*** TASK INPUTS Section Begins ***

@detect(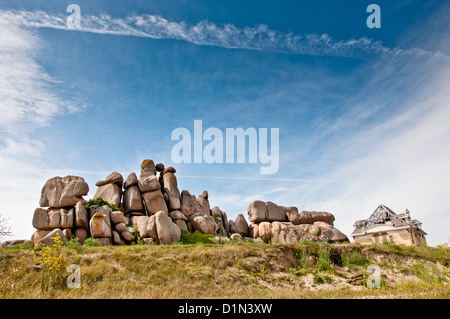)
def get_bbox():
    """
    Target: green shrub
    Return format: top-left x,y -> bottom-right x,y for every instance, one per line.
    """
32,234 -> 77,291
342,250 -> 368,267
67,237 -> 81,249
292,248 -> 310,270
83,237 -> 100,247
9,242 -> 33,251
86,197 -> 119,212
291,244 -> 343,274
437,242 -> 450,266
179,230 -> 216,245
316,245 -> 332,271
131,225 -> 142,245
313,273 -> 324,284
289,267 -> 305,277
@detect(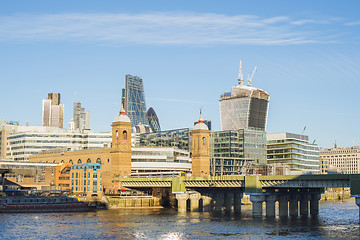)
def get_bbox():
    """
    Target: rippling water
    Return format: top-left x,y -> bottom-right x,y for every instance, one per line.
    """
1,198 -> 359,239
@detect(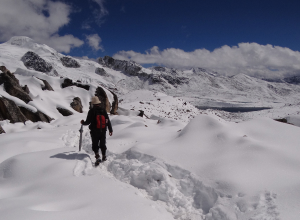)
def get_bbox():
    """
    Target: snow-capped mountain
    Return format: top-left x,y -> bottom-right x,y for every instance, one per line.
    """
2,36 -> 300,110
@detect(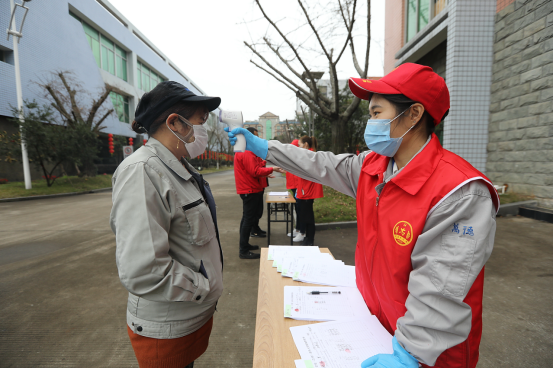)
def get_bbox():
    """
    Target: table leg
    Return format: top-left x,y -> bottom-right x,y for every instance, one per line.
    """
267,203 -> 271,247
286,204 -> 289,236
291,203 -> 294,245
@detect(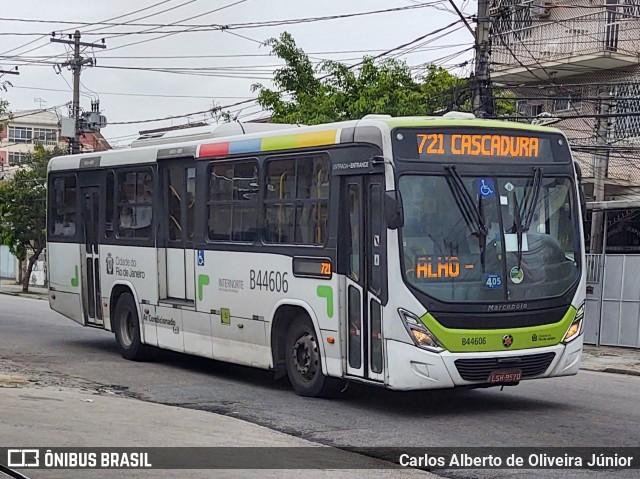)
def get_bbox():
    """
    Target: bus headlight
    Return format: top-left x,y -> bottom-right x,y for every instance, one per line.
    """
398,308 -> 444,353
563,303 -> 585,343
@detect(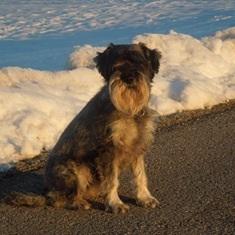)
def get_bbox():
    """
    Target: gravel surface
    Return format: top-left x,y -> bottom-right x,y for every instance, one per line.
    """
0,103 -> 234,235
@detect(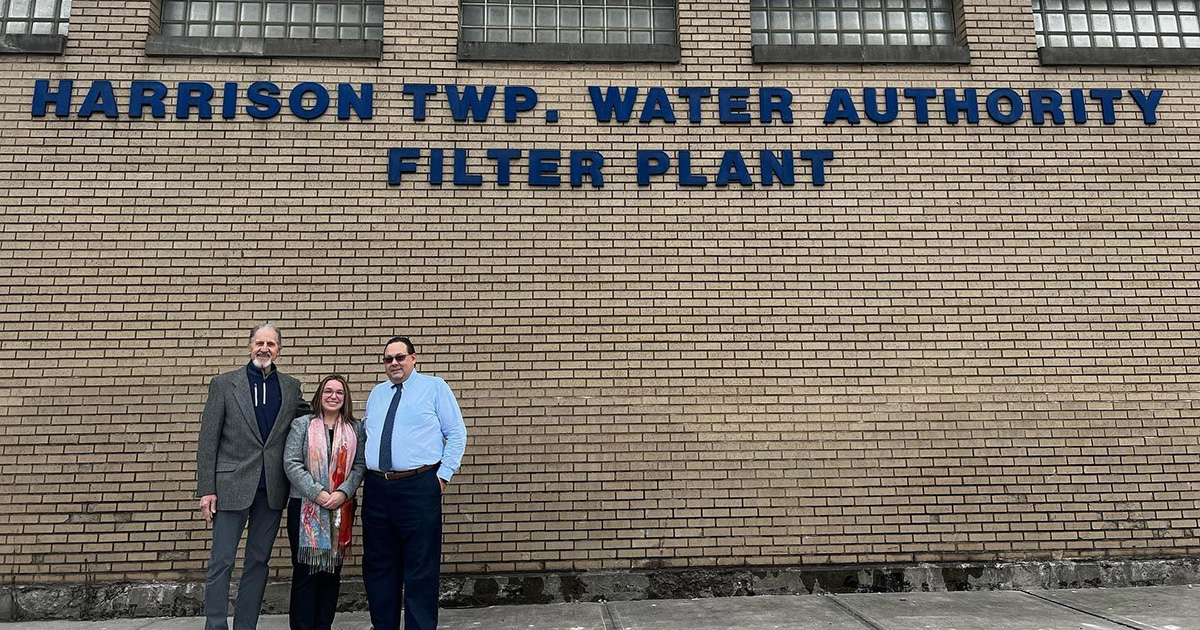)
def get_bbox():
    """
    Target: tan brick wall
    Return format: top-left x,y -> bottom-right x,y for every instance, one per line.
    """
1,0 -> 1198,584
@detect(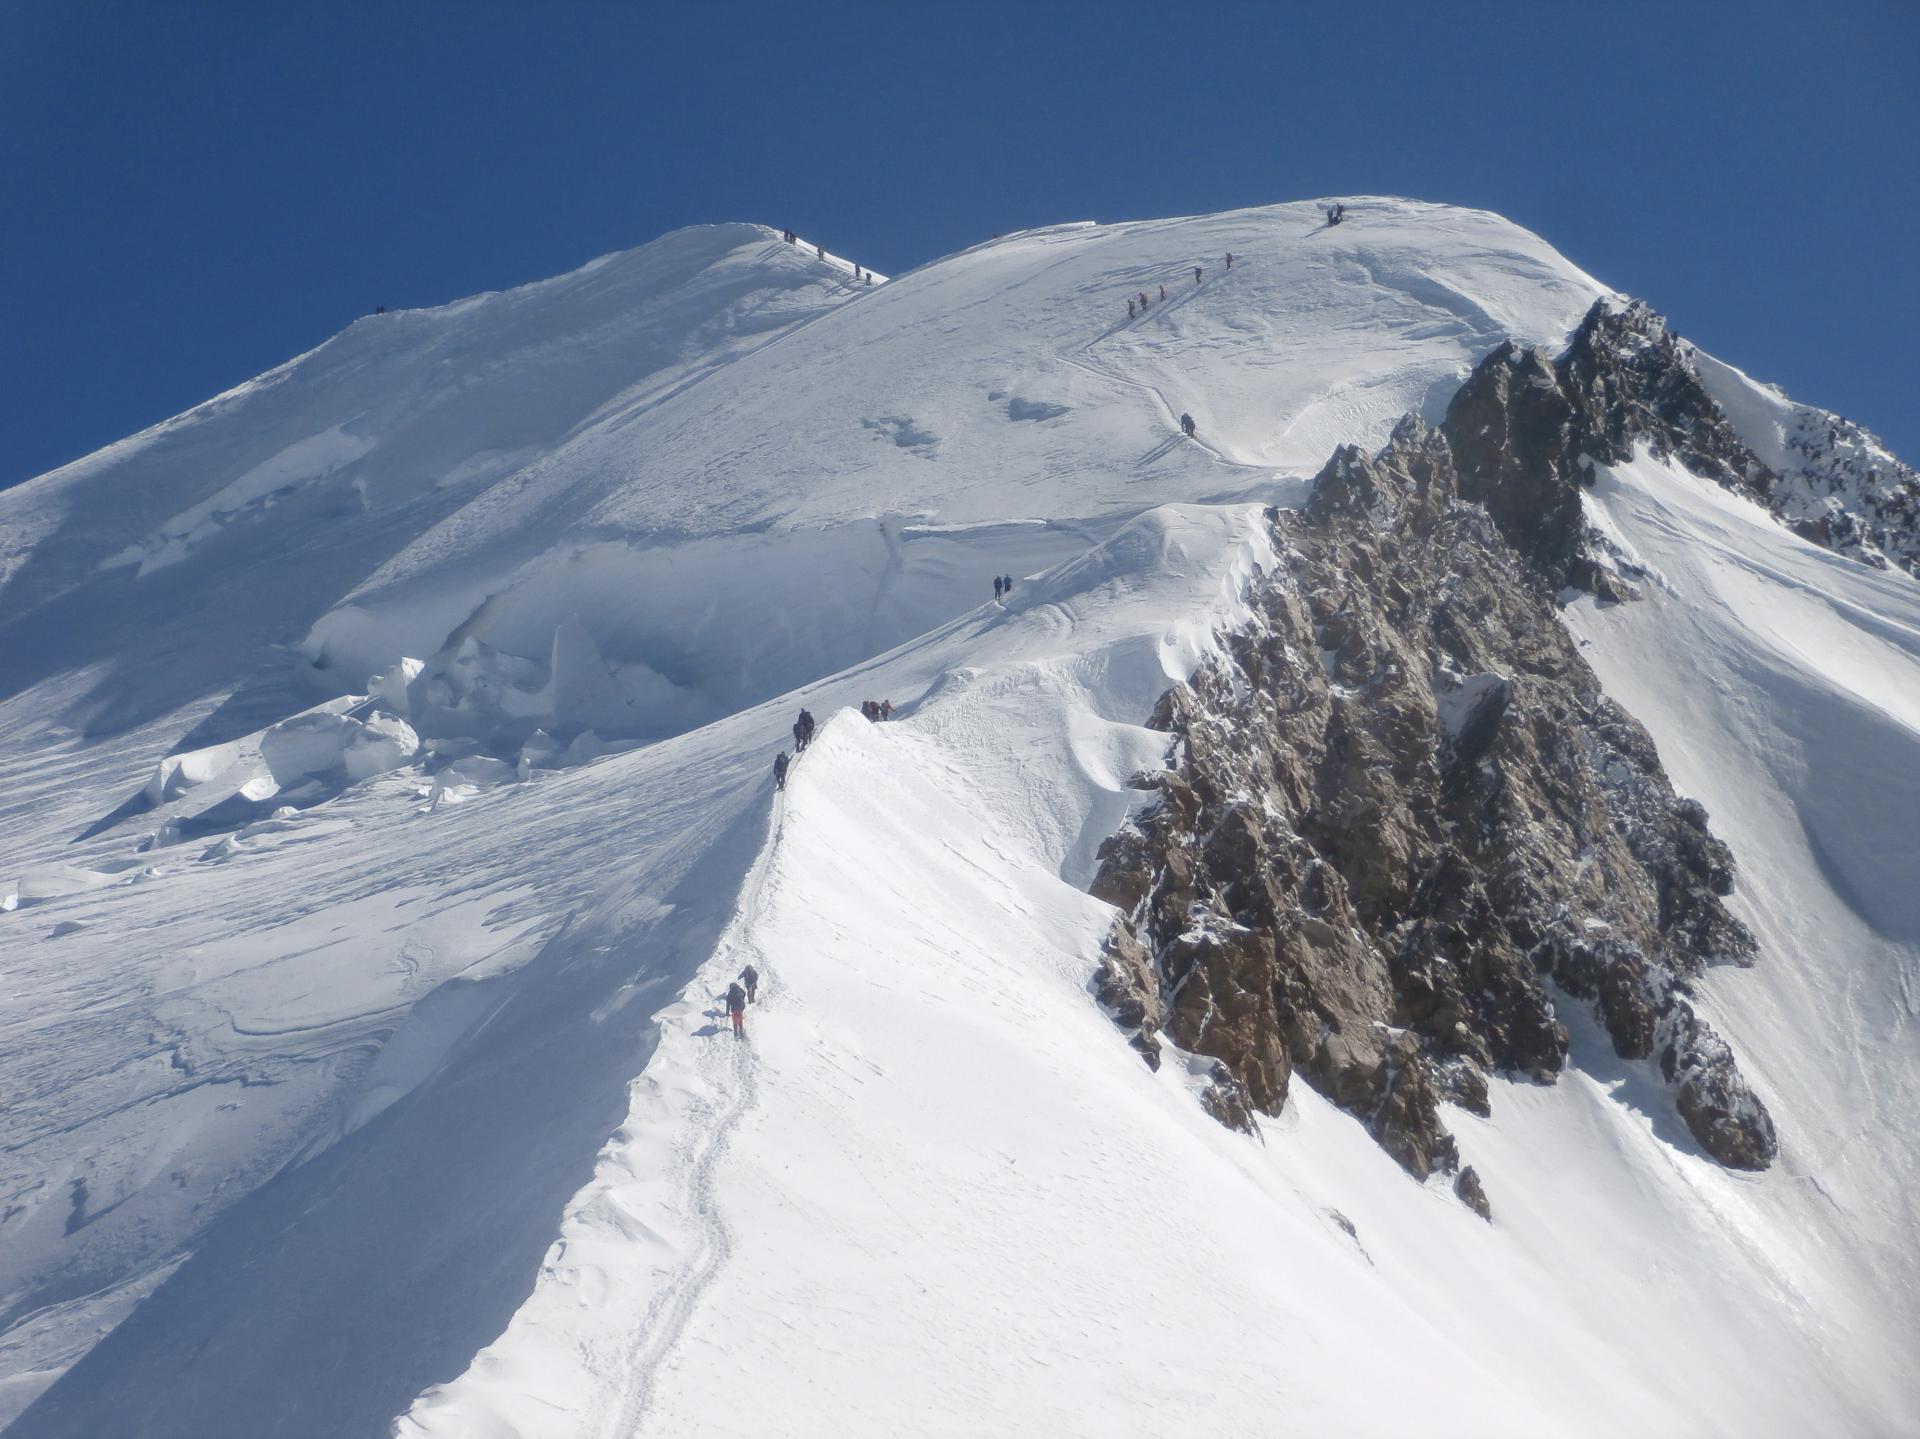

*** TASK INPUTS Section Ends ***

• _PROBLEM TO WORK ON_
How many lines above include the word "Target"? Answer with the number alone.

• _ANSWER SECTION_
7